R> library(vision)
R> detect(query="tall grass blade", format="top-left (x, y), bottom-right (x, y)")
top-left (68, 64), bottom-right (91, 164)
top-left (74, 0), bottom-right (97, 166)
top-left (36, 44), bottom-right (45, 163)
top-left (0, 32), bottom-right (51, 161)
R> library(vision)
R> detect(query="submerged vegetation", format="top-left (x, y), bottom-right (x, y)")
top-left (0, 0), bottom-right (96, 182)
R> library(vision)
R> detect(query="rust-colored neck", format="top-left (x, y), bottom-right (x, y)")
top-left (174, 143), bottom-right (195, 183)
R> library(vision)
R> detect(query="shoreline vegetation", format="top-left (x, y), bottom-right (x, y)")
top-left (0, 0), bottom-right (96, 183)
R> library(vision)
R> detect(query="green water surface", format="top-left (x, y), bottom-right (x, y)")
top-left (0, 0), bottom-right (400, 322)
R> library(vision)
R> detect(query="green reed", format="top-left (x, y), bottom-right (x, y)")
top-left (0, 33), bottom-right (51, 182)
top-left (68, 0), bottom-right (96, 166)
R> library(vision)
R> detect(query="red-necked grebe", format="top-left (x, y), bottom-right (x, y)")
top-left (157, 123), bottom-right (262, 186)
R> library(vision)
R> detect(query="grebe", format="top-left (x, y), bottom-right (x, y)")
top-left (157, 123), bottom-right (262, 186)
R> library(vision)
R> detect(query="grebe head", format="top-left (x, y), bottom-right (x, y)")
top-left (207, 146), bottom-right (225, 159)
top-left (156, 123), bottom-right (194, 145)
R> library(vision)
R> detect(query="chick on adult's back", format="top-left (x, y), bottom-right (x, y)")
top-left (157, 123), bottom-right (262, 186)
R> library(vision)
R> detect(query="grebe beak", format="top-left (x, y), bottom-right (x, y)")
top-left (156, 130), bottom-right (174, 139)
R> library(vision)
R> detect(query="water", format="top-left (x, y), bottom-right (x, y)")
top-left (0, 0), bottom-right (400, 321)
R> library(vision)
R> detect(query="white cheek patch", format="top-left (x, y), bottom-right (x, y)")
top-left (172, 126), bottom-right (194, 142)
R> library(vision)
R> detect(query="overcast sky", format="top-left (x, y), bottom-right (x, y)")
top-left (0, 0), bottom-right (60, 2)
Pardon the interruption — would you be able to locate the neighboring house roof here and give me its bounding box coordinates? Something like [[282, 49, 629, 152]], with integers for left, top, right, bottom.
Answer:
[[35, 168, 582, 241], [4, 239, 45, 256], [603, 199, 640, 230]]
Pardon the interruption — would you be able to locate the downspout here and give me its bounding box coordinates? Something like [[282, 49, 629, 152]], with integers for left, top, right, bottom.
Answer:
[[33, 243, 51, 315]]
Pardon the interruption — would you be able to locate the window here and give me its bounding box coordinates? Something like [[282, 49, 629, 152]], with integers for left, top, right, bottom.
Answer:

__Exercice écrit__. Réécrivez l'ensemble des enregistrements en remplaçant « bounding box coordinates » par « rectangle coordinates », sans rien modifier d'autre.

__Réponse ci-dessous__.
R> library(vision)
R> detect(query="tall grass blade", format="top-left (x, y), bottom-right (x, y)")
top-left (68, 64), bottom-right (91, 164)
top-left (74, 0), bottom-right (97, 166)
top-left (36, 44), bottom-right (45, 163)
top-left (0, 32), bottom-right (51, 161)
R> library(vision)
R> detect(query="submerged vegetation", format="top-left (x, y), bottom-right (x, y)")
top-left (0, 0), bottom-right (96, 182)
R> library(vision)
R> detect(query="rust-colored neck", format="top-left (x, y), bottom-right (x, y)")
top-left (174, 143), bottom-right (195, 183)
R> library(vision)
R> detect(query="shoreline vegetation", format="top-left (x, y), bottom-right (x, y)")
top-left (0, 0), bottom-right (96, 183)
R> library(vision)
R> detect(query="green water surface", format="top-left (x, y), bottom-right (x, y)")
top-left (0, 0), bottom-right (400, 322)
R> library(vision)
R> detect(query="green reed", format="top-left (x, y), bottom-right (x, y)")
top-left (0, 33), bottom-right (51, 182)
top-left (68, 0), bottom-right (96, 166)
R> library(vision)
R> detect(query="red-necked grebe", format="top-left (x, y), bottom-right (x, y)")
top-left (157, 123), bottom-right (262, 186)
R> library(vision)
R> detect(query="grebe", format="top-left (x, y), bottom-right (x, y)")
top-left (157, 123), bottom-right (262, 186)
R> library(vision)
R> detect(query="grebe head", format="top-left (x, y), bottom-right (x, y)")
top-left (207, 146), bottom-right (225, 159)
top-left (156, 123), bottom-right (194, 145)
R> library(vision)
R> detect(query="chick on adult's back", format="top-left (x, y), bottom-right (x, y)")
top-left (157, 123), bottom-right (262, 186)
R> library(vision)
R> detect(query="grebe beak", format="top-left (x, y), bottom-right (x, y)")
top-left (156, 130), bottom-right (174, 139)
R> library(vision)
R> detect(query="water", format="top-left (x, y), bottom-right (x, y)")
top-left (0, 0), bottom-right (400, 321)
R> library(vision)
R> detect(query="white cheek patch", format="top-left (x, y), bottom-right (x, y)")
top-left (172, 126), bottom-right (194, 142)
R> library(vision)
R> detect(query="overcast sky", format="top-left (x, y), bottom-right (x, y)")
top-left (0, 0), bottom-right (60, 2)
Pardon the interruption — would you be able to locate the neighboring house roof here and give me its rectangle coordinates? Something like [[282, 49, 629, 152]], with integers for left, top, right, bottom.
Answer:
[[35, 168, 582, 241], [4, 239, 45, 256], [603, 199, 640, 230]]
Pardon the interruption — would you be able to locate the downspout here and give me its rectangle coordinates? Something like [[282, 49, 629, 152]], with integers for left, top, right, bottom.
Answer:
[[33, 243, 51, 315]]
Pardon the interruption — would you be able to locate the window here and give me its rectangle coordinates? Something like [[282, 49, 629, 152]], with integers for left, top, right, bottom.
Answer:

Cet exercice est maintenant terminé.